Problem details -
Answer these questions from the text on predictive clustering of ILE data:
1. Which algorithm fits the mixture models?
2. Which criterion does hyperparam.torus use by default when p > 2?
3. At what value of J is the evaluated prediction risk smallest?
** BEGIN Extract to read **
For predictive clustering of ILE data, the conformal prediction sets and scores are built from mixture models, fitted with the elliptical $k$-means algorithm (i.e., model = "kmeans"). Other choices of models such as "kde" and "mixture" are not applicable for this data set with $p > 2$. The number $J$ of components in the mixture model needs to be tuned, and we set the candidates for $J$ as $\{10,\ldots, 40\}$. In the code example below, conformal prediction sets from mixture models are constructed by the function icp.torus, with J = 10:40 indicating the candidates of $J$.

set.seed(2021)
icp.torus.objects <- icp.torus(ILE, J = 10:40)

Next step is to select the hyperparameter $J$, and the level $\alpha$ of the prediction set, using the function hyperparam.torus. As discussed in the previous section, for this data set with $p = 4$, evaluating the "elbow" criterion is computationally infeasible, and is not supported in hyperparam.torus, if $p > 2$. For $p > 2$, hyperparam.torus uses the two-step procedure, discussed in the previous section, with option = "risk" as the default choice for the criterion. In the code example below, we use the two-step procedure, but apply all three available criteria (option = "risk", "AIC", and "BIC") in choosing $\hat{J}$.

output_list <- sapply( c("risk", "AIC", "BIC"), function(opt) {
     hyperparam.torus(icp.torus.objects, option = opt)}, 
     simplify = FALSE,
     USE.NAMES = TRUE)

The result output_list is a list of length 3, consisting of outputs of the function hyperparam.torus. The details of hyperparameter selection can be visualized, and are shown in Figure 6. The first row of the figure is created by plot(output_list$risk), and shows that the evaluated prediction risk is the smallest at $\hat{J} = 29$. On the right panel, it can be seen that the longest streak of the number of clusters over varying level $\alpha$ occurs at 16, which is given by a range of levels around $\hat\alpha = 0.1093$. The second and third rows are similarly generated, and they show the results of AIC- and BIC-based hyperparameter selection. While the results of hyperparameter selection from the three criteria do not always agree with each other, we observe that using BIC tends to choose parsimonious models than others, for this and many other data sets we tested.
** END Extract to read **
** BEGIN Material supplied **
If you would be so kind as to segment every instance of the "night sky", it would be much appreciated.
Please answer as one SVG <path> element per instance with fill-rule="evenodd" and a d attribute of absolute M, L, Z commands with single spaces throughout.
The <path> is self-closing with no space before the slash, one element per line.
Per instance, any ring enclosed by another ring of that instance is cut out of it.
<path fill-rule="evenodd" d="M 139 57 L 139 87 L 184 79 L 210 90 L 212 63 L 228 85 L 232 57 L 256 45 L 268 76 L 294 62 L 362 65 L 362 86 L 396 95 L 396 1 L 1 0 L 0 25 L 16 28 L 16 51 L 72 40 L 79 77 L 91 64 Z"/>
** END Material supplied **
Task solution -
1. The elliptical k-means algorithm (model = "kmeans").
2. option = "risk".
3. J = 29.